Cosa fare =
(a) Trascrivi dal brano sull'Arte il tratto da "Contravvenendo alla mia" fino a "si esplica, perché...".
(b) Prosegui il brano sull'Arte partendo dopo la sua ultima frase.

Brano fornito =
====
Contravvenendo alla mia intenzione di non entrare in questioni filosofiche, mi pare corretto, dopo circa 5 anni di blog, di fare almeno un accenno a una questione centrale per chi segue o intende seguire un cammino artistico, e cioè addentrarsi nel nocciolo di cos'è l'Arte, come si esplica, perché...
Le definizioni in questo campo sono non solo difficili, ma spesso limitate e limitanti, per cui bisogna vedere la questione da più parti. La definizione che più spesso il M° Antonietti adottava era la seguente: "l'Arte è la sublimazione del gesto che la determina". Ritengo sia illuminante e abbia una sua completezza, però dobbiamo esplicitarla meglio se no credo possa risultare ancora troppo "interpretabile".
Partiamo dalla considerazione che in ogni cosa esiste una materia e uno spirito. Non mi addentrerò su cos'è, perché c'è questo spirito, ognuno creda quel che vuole. Lo spirito però può anche definirsi diversamente, e cioè "conoscenza" o, meglio ancora, "livello conoscitivo". Spesso con questo termine si intende ciò che l'uomo impara nel tempo, ma non è corretto. La conoscenza è come un "marchio" che ciascuno di noi possiede, indelebile e immodificabile (ma non solo uomini, ma anche animali, insetti, piante, e anche oggetti inanimati). Ciò che la vita porta con sé, è la possibilità o meno che questa conoscenza possa rivelarsi, svilupparsi a pieno, oppure rimanere allo stato potenziale. Se una persona si trova a crescere in un ambiente ricco di stimoli, con buone possibilità di conoscere persone colte, maestri, artisti, avere a disposizione libri e altri sussidi, avrà molte probabilità di sviluppare interamente il proprio livello conoscitivo. Una persona, pur in possesso di un livello molto elevato, che si trova in un luogo arretrato, povero, avrà minori possibilità, però è da valutare la sua "spinta", che è una vera e propria esigenza, a sviluppare questo sua impellenza, per cui può spingersi in altri luoghi dove trovare le possibilità, o addirittura può riuscire a sviluppare da solo, ma in quest'ultimo caso deve trattarsi di una spinta davvero fuori del comune, da parte di una personalità straordinaria.
====
Dati forniti =
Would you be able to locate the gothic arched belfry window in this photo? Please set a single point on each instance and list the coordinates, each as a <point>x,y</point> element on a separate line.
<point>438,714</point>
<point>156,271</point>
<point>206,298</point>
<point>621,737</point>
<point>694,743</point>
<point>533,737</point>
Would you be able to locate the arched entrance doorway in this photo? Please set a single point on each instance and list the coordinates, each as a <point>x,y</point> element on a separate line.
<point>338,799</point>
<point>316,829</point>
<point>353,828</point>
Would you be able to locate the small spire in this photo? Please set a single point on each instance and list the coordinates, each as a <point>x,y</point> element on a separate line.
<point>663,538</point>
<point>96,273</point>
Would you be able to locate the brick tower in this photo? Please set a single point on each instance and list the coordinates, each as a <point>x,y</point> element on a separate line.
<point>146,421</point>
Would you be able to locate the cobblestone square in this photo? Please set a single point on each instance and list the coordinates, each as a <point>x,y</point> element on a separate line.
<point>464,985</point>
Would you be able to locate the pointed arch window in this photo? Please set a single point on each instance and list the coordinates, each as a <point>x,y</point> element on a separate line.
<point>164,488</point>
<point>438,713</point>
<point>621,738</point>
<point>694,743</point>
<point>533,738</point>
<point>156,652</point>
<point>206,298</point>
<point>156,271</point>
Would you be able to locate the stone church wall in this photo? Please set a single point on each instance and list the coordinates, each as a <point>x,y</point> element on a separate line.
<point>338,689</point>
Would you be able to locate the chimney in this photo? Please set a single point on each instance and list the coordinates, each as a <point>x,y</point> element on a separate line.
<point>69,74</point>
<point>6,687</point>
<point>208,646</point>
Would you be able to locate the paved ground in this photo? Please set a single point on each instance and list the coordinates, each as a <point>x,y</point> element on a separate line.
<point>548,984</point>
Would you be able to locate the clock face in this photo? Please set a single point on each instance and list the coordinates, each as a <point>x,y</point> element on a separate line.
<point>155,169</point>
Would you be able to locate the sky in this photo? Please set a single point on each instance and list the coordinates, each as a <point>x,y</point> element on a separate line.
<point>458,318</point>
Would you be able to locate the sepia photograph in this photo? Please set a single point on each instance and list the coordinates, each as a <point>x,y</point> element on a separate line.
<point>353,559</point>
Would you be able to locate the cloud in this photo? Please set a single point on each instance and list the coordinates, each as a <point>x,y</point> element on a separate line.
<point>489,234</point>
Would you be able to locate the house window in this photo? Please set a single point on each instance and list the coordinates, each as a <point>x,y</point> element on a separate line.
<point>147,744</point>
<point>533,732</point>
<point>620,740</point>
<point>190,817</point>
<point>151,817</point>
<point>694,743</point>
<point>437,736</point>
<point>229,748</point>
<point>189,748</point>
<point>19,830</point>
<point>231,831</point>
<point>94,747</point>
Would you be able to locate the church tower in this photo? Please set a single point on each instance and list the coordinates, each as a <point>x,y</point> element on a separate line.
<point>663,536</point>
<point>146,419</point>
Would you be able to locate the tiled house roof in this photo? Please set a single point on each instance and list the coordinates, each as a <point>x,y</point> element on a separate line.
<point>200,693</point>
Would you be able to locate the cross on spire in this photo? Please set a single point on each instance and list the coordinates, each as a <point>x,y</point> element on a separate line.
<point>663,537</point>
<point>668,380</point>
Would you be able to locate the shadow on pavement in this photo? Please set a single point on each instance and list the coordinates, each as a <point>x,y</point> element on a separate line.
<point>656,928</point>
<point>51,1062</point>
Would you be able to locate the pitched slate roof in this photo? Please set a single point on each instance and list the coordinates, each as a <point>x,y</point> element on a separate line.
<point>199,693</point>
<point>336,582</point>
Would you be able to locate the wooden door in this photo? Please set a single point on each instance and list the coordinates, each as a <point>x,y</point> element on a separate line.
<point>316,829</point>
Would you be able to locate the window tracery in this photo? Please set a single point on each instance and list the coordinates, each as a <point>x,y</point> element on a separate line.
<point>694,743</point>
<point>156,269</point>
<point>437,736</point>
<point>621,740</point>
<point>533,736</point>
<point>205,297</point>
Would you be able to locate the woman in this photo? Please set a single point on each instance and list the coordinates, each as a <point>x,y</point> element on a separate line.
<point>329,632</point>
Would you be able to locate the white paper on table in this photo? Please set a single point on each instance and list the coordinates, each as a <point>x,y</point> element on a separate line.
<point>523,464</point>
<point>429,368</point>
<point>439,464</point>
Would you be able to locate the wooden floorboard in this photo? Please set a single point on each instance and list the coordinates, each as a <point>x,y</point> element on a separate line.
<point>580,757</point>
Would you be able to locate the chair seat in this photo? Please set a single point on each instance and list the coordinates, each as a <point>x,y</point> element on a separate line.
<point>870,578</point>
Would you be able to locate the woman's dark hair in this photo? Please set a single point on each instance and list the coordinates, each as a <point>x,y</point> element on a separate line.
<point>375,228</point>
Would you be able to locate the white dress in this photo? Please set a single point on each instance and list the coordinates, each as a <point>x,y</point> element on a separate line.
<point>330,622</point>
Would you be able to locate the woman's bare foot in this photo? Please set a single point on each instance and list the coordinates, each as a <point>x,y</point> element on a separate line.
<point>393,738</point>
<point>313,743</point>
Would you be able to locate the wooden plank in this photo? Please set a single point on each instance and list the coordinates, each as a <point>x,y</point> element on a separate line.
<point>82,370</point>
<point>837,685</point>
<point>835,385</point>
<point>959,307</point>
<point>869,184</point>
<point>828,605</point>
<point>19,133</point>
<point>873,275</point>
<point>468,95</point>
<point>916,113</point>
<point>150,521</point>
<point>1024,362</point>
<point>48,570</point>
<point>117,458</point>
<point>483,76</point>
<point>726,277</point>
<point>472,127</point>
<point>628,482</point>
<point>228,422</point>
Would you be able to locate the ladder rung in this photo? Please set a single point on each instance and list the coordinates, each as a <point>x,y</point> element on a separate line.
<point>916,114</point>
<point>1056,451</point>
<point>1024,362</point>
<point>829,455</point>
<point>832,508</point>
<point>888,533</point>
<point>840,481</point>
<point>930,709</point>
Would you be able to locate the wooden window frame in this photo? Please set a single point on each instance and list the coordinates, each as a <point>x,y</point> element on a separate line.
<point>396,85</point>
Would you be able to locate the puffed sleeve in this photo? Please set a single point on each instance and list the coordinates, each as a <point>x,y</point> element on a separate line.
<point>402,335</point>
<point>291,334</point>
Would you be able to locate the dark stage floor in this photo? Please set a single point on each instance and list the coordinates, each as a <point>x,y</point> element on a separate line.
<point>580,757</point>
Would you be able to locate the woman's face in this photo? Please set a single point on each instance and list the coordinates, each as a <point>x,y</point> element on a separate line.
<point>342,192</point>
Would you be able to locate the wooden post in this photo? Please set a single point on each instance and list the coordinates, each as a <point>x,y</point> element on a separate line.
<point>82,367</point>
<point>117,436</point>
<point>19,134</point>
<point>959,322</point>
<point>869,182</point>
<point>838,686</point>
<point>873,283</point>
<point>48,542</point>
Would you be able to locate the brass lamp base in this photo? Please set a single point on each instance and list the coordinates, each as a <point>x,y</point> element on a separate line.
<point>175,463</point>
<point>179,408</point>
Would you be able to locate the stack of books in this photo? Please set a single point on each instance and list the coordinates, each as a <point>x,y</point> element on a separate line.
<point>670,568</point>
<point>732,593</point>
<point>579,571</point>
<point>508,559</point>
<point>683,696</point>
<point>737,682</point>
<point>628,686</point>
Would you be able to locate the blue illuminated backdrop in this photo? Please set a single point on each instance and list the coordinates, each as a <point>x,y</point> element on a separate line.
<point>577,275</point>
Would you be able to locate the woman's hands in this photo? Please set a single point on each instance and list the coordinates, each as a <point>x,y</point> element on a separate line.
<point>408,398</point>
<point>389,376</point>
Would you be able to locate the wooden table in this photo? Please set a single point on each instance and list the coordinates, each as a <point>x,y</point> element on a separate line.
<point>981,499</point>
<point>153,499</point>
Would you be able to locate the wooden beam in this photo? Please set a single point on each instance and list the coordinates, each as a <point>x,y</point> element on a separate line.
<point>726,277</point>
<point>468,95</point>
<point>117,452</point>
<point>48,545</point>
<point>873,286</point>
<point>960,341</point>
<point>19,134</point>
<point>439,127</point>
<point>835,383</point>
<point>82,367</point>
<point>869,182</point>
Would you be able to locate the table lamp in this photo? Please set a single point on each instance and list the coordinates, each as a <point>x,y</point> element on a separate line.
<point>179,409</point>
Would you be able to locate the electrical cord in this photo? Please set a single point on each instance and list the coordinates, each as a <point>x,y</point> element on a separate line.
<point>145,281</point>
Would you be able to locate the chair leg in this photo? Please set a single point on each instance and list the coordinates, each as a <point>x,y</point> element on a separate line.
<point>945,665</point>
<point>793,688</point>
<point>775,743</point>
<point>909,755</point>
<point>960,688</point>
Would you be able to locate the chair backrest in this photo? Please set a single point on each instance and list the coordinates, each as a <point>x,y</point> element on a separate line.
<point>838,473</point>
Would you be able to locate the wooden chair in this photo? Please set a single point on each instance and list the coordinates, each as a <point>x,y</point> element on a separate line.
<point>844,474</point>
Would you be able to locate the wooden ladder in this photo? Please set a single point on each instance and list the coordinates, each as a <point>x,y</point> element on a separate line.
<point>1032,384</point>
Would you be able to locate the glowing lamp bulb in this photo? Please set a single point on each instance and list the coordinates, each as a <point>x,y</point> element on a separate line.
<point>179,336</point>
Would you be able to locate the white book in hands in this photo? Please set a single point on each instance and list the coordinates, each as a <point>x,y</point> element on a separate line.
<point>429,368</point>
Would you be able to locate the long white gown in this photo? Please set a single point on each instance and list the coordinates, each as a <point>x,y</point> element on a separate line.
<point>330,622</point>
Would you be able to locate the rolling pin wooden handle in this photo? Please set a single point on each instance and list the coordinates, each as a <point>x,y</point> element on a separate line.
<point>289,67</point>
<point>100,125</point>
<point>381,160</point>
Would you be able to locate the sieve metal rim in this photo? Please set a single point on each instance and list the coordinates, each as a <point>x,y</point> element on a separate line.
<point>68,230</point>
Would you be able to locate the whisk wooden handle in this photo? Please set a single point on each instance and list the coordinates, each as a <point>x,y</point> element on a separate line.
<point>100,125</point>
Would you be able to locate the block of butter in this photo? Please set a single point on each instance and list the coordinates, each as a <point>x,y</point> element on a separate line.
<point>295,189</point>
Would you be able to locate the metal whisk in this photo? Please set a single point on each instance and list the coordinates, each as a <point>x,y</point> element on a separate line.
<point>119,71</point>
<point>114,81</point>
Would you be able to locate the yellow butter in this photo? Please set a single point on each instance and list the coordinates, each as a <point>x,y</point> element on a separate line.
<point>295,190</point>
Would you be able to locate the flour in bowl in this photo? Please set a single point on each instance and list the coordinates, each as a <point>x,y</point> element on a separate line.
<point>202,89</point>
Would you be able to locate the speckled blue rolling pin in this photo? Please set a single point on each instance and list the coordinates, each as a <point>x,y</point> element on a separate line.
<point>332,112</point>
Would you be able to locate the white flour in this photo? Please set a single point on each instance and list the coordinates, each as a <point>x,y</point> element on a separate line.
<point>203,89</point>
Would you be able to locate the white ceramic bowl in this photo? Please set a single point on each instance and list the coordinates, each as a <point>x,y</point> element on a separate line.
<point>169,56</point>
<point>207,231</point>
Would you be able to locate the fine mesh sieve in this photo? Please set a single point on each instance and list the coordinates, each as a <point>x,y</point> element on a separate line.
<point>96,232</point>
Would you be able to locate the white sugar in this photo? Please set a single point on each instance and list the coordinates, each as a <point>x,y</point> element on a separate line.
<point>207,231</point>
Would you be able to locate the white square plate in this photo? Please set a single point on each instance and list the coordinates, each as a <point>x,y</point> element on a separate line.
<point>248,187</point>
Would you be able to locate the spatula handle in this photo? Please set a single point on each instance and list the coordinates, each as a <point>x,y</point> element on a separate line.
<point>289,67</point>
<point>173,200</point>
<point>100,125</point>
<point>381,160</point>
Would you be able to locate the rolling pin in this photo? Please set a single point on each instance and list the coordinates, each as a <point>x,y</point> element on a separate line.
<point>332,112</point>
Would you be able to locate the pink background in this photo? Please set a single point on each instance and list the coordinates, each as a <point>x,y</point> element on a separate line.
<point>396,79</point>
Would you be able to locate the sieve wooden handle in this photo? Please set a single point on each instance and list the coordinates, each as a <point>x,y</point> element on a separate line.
====
Risultati dell'esercizio =
(a)
Contravvenendo alla mia intenzione di non entrare in questioni filosofiche, mi pare corretto, dopo circa 5 anni di blog, di fare almeno un accenno a una questione centrale per chi segue o intende seguire un cammino artistico, e cioè addentrarsi nel nocciolo di cos'è l'Arte, come si esplica, perché...

(b)
Lo spirito, nel caso dell'uomo, si trova relegato in un corpo "animale" piuttosto rozzo, legnoso, limitato. Se io guardo, ad es., Benedetti Michelangeli che suona, vedo un uomo tranquillo, seduto al pianoforte, che, con una calma serafica, muove appena le proprie dita sullo strumento facendone scaturire una cascata di suoni meravigliosi. Se la mia mente è in grado di leggere le note scritte sullo spartito, e conosce bene la tastiera del pianoforte, cosa impedisce di replicare allo stesso livello? Si dirà la genialità, lo studio indefesso, la volontà, ecc., il che è vero, ma questo studio e questa volontà, consciamente o meno, sono finalizzati a "rompere" tutte quelle resistenze che il mio corpo oppone ad essere piegato ai voleri della mente e della mia conoscenza. Il corpo umano è un organismo cui sovrintende, come tutti gli esseri viventi sulla terra, l'istinto di conservazione e perpetuazione. Per esso conta vivere, per cui è necessario cibarsi e riposarsi, con l'unico fine di riprodursi e portare avanti la specie. Pensiamo alle piante, che dopo aver fruttificato, cioè aver prodotto frutti con il seme, in brevissimo tempo muoiono o vanno in "letargo" per riprendere l'anno successivo. Lo spirito, che nell'uomo è più sviluppato che in qualunque altro essere, cerca lo sviluppo concreto di sé stessa, cioè la rivelazione, perché, e qui veniamo a un secondo concetto, l'Arte è il "non oltre" della conoscenza. Però devo fare un po' d'ordine se no rischio di mettere troppa carne al fuoco senza aver spiegato accuratamente i vari passaggi.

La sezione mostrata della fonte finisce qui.